I’ve been noticing that there is a dispute, of a sort, with how this day is written in various ads, articles and messages.  Is today Mother’s Day?  Or is it Mothers Day?  I’ve seen both in print this past week.  But is the day possessive, using an apostrophe, which indicates that it belongs to your mother and you honor her?  Or is the day plural, as the second writing of it tells us, saying in effect that we need to honor anyone who is a mother?

I’ve done some research on the day and, from the beginning, the apostrophe was there in the title.  Today however, no matter how we write it, the plural meaning rules.  This has become “Mothers Day” celebrating all mothers and it is known mostly as a time for brunches, gifts, cards, and general outpourings of love and appreciation for all mothers.  In a few hours I am going (happily I might add) to a brunch with our extended family.   We’ve already heard tales of how hard it was to find a place to reserve as so many other families are doing the same thing.

There seems to be no end to the pluralization of Mother’s Day.  I know a sweet single woman who has presents for her mother, her sisters who are mothers, her nieces who are mothers, her little-girl grandnieces who might one day be mothers, and her unmarried sister who probably wishes she was a mother.  To be sure she didn’t offend; she also has presents for her grandnephews who she feared might feel left out.  I’m sure the purveyors of various Mother’s Day goods love her.

GIVEN MATERIAL ::
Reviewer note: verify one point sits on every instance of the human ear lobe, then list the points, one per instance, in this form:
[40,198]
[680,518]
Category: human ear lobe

GIVEN PROBLEM A :: From the piece about Mother's Day, copy out the part starting with "There seems to" and going on through "goods love her.".
GIVEN PROBLEM B :: Pick up the piece about Mother's Day after its final sentence and keep it going.

FINAL RESULT A ::
There seems to be no end to the pluralization of Mother’s Day.  I know a sweet single woman who has presents for her mother, her sisters who are mothers, her nieces who are mothers, her little-girl grandnieces who might one day be mothers, and her unmarried sister who probably wishes she was a mother.  To be sure she didn’t offend; she also has presents for her grandnephews who she feared might feel left out.  I’m sure the purveyors of various Mother’s Day goods love her.

FINAL RESULT B ::
Churches struggle with Mother’s Day.  They are aware that, in their midst, sitting alongside the mothers expecting some sort of honoring, are unmarried women, childless women, people who have lost their mothers, mothers with rebellious children, and yes those who have had terrible mothers.  What should they do?

Most churches choose one of three options.  They can do “Mothers are Awesome!” messages, telling us all how much God loves mothers and how important they are.  They can do “How to be a Better Mother” messages risking the inducement of guilt if some fail to live up to “biblical standards” being touted.  Or they can just shove in some sort of short honoring, like asking mothers to stand to be applauded or giving them a rose, and just go on with whatever message they want to give.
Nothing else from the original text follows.